▸ **Direction**
Copy out everything from the line containing "Where can the palm tree be" down to the end of the records, including the request lines, and raise each point coordinate in the answers by 65.

________________

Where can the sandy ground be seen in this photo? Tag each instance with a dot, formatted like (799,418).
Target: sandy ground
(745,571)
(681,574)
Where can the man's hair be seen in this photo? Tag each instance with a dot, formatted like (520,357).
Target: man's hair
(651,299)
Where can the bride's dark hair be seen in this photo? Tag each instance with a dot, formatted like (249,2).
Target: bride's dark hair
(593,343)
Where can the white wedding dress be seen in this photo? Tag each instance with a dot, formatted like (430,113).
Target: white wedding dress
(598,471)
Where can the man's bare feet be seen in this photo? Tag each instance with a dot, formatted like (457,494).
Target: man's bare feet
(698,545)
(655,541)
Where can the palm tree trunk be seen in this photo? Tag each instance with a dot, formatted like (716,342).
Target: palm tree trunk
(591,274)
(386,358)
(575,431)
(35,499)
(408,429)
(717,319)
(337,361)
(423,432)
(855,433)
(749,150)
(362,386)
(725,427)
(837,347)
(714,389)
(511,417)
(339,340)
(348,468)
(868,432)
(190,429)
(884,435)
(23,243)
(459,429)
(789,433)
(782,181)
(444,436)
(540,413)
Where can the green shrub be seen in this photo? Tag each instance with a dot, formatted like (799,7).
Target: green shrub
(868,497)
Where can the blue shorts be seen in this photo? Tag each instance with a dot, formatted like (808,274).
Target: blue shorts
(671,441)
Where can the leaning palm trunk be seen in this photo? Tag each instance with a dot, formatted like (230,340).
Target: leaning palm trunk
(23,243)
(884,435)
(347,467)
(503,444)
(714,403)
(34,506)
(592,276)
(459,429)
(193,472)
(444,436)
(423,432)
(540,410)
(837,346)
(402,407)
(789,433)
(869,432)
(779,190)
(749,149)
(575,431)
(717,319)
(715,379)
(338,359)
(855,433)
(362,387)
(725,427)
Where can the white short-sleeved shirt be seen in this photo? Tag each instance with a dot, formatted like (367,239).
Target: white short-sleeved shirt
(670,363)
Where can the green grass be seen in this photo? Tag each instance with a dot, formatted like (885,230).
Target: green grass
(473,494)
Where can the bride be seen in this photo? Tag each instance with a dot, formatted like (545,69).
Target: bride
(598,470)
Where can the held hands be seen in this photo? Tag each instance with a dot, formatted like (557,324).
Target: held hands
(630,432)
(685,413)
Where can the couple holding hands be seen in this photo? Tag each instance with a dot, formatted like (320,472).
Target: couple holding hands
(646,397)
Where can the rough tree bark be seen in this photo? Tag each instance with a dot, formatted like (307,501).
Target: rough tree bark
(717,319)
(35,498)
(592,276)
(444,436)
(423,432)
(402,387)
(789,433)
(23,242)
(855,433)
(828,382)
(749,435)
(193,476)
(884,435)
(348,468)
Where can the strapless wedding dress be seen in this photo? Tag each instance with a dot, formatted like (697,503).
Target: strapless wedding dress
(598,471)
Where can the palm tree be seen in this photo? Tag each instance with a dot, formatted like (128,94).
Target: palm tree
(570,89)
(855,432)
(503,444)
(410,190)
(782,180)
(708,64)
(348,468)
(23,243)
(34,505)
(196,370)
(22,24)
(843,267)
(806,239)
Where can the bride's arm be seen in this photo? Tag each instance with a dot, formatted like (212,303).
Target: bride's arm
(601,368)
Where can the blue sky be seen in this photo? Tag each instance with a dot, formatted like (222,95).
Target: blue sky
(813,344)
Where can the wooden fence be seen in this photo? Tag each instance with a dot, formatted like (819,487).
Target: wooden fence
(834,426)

________________

▸ **Final result**
Where can the palm tree be seen in this photo? Tag each instance with a dot, formatted like (128,94).
Target: palm tree
(635,154)
(920,497)
(568,509)
(475,255)
(847,245)
(773,129)
(413,533)
(88,308)
(99,570)
(261,435)
(87,89)
(908,332)
(871,304)
Where can the bride's arm be seen in this photo? Tag each instance with a dot, formatted like (212,303).
Target: bride's arm
(666,433)
Where can the blue sky be seen in this photo? Tag each instance with a dot, formatted like (222,95).
Target: blue sky
(878,409)
Where can the wooden fence be seen in this photo? Tag each instance with a dot, formatted like (819,487).
Target: wooden fence
(899,491)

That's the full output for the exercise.